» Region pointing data

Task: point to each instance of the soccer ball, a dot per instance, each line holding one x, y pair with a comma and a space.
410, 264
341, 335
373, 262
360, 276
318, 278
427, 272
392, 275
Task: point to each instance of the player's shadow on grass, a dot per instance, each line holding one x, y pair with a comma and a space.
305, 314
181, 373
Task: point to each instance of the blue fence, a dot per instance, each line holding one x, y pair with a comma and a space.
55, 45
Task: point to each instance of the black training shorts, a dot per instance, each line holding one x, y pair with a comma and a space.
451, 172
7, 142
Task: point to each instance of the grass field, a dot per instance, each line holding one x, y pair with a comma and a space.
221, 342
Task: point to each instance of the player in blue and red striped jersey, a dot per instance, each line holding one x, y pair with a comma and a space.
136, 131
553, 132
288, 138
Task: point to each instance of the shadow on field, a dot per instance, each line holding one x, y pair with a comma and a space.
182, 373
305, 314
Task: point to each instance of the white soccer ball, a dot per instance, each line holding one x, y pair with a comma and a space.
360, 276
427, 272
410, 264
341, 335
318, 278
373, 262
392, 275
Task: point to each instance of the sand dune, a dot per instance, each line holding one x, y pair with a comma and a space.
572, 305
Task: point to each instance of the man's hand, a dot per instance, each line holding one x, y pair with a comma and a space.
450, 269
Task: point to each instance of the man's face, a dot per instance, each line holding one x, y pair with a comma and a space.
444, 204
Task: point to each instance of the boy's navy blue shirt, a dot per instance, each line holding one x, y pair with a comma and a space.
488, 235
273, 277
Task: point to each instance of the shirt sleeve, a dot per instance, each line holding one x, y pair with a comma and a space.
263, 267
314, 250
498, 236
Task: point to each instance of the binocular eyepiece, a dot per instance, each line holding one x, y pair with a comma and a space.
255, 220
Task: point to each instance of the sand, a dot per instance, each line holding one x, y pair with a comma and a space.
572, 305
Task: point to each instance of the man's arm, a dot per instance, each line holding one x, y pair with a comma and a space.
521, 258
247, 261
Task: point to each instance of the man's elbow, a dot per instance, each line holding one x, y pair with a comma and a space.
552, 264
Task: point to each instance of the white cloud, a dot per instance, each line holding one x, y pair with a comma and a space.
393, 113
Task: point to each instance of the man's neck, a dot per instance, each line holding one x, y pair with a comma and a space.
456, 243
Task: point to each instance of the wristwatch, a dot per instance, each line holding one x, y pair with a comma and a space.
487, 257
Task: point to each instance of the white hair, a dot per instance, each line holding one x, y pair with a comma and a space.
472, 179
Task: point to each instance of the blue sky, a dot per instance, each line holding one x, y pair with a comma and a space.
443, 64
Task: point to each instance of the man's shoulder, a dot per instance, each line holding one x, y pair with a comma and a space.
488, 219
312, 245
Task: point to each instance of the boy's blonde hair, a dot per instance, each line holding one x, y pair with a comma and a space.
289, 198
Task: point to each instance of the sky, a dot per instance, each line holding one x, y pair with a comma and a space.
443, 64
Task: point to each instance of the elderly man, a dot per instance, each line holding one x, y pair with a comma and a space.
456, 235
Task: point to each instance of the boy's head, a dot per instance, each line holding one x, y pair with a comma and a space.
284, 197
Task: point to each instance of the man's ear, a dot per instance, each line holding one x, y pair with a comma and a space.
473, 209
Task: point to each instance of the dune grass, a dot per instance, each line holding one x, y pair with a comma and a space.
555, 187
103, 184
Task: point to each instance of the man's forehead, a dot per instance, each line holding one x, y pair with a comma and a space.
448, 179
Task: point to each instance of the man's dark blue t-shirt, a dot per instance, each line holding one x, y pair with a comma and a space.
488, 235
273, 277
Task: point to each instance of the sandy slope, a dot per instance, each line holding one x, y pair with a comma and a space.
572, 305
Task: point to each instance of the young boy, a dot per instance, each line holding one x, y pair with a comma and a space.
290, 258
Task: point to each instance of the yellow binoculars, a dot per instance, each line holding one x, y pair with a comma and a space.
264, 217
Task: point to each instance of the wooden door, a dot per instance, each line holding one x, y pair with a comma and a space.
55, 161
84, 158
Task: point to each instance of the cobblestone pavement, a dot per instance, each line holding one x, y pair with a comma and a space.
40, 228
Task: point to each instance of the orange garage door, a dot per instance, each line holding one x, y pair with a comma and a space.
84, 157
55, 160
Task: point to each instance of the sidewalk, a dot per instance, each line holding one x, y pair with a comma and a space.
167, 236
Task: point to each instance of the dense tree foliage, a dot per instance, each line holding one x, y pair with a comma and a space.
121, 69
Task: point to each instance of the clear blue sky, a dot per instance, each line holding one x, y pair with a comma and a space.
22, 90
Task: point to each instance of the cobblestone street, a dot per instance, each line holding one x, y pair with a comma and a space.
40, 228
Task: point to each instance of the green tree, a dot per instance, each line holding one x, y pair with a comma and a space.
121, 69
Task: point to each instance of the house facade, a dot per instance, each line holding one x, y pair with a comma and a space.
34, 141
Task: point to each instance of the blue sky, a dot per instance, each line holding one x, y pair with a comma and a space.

» Problem requirements
Beginning at the line where "Task: point to each instance of the yellow" appears, extract each line through the end of the data above; keep them exact and include nothing else.

» Exercise answer
Task: point to each instance of the yellow binoculars, a dot per instance, each line holding one x, y pair with a comma and a space.
264, 217
Task: point to each instance of the wooden door, a dot per instance, each line holding one x, y pair with a comma and a space.
55, 161
84, 158
Task: point to each instance of the cobblestone pavement, a dot per instance, each line holding one x, y pair with a comma and a space.
40, 228
Task: point to each instance of the orange garage door, a dot per instance, each line holding one x, y pair with a comma and a space.
84, 157
55, 160
Task: point to each instance of the sidewalk, a dot per instance, each line holding one x, y pair with a comma and a space.
167, 236
Task: point to each instance of the dense tree foliage, a dot per instance, each line holding one x, y pair with a comma and a space.
121, 69
Task: point to each instance of the clear blue sky, a dot per instance, each line holding one x, y pair with a comma and a space.
22, 90
Task: point to each instance of the cobblestone street, a dot per instance, each line holding one x, y pair with a comma and a space.
40, 228
Task: point to each instance of the green tree, a dot per instance, each line holding one x, y pair with a comma and a space.
121, 69
Task: point to each instance of the house facade, a dot per instance, each line holding one x, y pair with a comma and a space.
34, 141
Task: point to each instance of the blue sky, a dot per instance, each line holding one x, y pair with a comma and a space.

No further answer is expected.